→ **PASSAGE FOR REVIEW**
Following a second quarter of across-the-board sequential improvement for the company’s financial metrics, including a 12% increase in revenue for its North America segment, management for Halliburton Co. sees itself at the start of a “multi-year upcycle.”
Reported quarterly losses in 2020 were steep, but after getting back into the black financially in the first quarter, the Houston oilfield services (OFS) giant continued to improve on revenue and income during the second quarter.
Halliburton’s North America business saw revenue rise to $1.6 billion, driven by higher pressure pumping services, drilling-related services and wireline activity on land. Gulf of Mexico well construction activity was also higher during the quarter, management said. Partially offsetting the North America gains was a decline in software sales across the region.
“Our second quarter performance demonstrates that our strategy is working well, and Halliburton’s strategic priorities are driving value in this transition year,” CEO Jeff Miller said. “Total company revenue increased 7% sequentially, as both North America and international markets continued to improve, and operating income grew by 17% with solid margin performance in both divisions.”

→ **DATASET CONTENT**
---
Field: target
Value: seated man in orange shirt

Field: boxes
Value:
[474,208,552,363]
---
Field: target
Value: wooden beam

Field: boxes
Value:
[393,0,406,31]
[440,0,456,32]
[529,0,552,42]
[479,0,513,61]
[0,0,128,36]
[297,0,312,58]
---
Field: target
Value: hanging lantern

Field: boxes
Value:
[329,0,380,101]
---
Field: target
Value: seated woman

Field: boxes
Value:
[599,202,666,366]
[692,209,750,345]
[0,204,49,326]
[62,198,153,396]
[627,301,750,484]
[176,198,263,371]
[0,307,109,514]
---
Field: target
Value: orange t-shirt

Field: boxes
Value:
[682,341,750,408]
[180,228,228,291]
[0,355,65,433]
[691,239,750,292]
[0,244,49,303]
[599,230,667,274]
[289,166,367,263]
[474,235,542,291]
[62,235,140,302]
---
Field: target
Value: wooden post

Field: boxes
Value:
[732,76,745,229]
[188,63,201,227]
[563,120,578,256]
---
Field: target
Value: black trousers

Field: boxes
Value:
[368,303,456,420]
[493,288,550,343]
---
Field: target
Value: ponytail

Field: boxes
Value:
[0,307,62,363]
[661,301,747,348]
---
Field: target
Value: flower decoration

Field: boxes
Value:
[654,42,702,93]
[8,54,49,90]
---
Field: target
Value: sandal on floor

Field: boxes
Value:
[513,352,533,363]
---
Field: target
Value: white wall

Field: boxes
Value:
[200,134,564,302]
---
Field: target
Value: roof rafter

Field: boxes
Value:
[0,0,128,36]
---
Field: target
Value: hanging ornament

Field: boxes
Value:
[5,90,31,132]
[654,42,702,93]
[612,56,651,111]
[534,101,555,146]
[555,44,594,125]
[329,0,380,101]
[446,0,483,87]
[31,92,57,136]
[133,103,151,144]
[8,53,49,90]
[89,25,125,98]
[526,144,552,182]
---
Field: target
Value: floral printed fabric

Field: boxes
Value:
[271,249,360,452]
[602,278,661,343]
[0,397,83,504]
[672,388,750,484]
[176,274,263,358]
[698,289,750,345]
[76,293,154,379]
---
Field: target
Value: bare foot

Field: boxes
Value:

→ **WHAT THIS EXERCISE ASKS**
a. According to the Halliburton earnings report, what partially offset the company's North America gains?
b. Go on with the Halliburton earnings report, picking up after its last sentence.

→ **RESULTS OF THE TASKS**
a. A decline in software sales across the region.

b.
The Completion and Production segment saw revenues increase to $2.048 billion from $1.870 billion in the first quarter, while the Drilling and Evaluation segment posted revenues of $1.659 billion, up sequentially from $1.581 billion in the prior quarter.
The Completion and Production segment’s margin rose to three-year highs during the quarter, Miller said. The margin for Drilling and Evaluation “outperformed expectations,” and both divisions are set up for “robust margin growth this year,” the executive added.
During a conference call with analysts Tuesday, Miller outlined the company’s expectations for “activity momentum to continue” in the second half of this year.
“With commodity prices remaining supportive, we believe activity in North America inches higher, with drilling outpacing completions as operators build up well inventory for 2022,” he said.
Looking longer term, Miller said the company sees itself “in the early innings of a multi-year upcycle. For the first time in seven years, we anticipate simultaneous growth in international and North America markets.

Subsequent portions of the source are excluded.